• BRIEF: Searching the material below, find each line that includes the word "navy", and copy it.

• EXERCISE DATA:

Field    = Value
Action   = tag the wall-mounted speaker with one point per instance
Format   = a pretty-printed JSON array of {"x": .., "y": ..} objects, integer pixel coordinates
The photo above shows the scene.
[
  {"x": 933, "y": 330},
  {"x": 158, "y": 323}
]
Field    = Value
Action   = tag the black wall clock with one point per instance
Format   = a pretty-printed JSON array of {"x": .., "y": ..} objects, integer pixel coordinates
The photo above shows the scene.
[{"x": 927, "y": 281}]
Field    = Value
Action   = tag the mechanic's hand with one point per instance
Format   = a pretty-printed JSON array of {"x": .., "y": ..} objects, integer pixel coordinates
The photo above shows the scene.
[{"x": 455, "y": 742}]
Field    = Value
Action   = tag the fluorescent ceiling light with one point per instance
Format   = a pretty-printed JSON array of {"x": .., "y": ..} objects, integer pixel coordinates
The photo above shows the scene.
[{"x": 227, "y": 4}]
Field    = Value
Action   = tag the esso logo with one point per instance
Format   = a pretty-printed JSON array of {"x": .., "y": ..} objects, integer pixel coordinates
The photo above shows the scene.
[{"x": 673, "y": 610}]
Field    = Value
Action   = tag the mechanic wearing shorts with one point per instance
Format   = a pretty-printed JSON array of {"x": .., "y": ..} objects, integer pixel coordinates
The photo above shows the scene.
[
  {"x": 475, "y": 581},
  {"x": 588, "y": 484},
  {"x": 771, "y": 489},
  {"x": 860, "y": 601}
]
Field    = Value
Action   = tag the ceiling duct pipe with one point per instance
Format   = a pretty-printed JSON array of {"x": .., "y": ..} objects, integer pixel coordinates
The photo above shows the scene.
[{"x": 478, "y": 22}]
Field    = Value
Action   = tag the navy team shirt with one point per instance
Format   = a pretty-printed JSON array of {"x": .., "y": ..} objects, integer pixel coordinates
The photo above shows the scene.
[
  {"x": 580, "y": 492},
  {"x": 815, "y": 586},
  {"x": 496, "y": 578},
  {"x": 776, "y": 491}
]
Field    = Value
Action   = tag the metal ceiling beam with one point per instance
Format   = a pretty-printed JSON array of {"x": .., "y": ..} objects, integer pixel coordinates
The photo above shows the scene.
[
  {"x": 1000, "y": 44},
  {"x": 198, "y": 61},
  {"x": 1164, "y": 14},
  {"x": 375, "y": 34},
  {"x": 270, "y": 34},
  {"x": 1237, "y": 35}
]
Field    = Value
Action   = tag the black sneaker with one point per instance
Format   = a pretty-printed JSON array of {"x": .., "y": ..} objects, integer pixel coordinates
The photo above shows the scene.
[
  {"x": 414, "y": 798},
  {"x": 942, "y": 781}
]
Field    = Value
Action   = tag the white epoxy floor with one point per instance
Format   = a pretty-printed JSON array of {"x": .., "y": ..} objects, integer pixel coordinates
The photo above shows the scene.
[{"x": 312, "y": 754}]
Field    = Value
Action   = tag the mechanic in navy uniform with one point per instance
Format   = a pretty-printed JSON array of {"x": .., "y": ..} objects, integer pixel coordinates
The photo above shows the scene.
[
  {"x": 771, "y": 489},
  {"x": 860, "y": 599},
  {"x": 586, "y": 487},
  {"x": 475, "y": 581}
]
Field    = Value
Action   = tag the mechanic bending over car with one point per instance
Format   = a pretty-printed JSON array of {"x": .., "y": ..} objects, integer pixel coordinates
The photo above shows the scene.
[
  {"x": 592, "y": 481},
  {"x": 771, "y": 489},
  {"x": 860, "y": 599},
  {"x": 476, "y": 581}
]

• SOLUTION TO THE PROBLEM:
Action   = tag the navy team shirt with one point per instance
Action   = tag the mechanic in navy uniform with one point per instance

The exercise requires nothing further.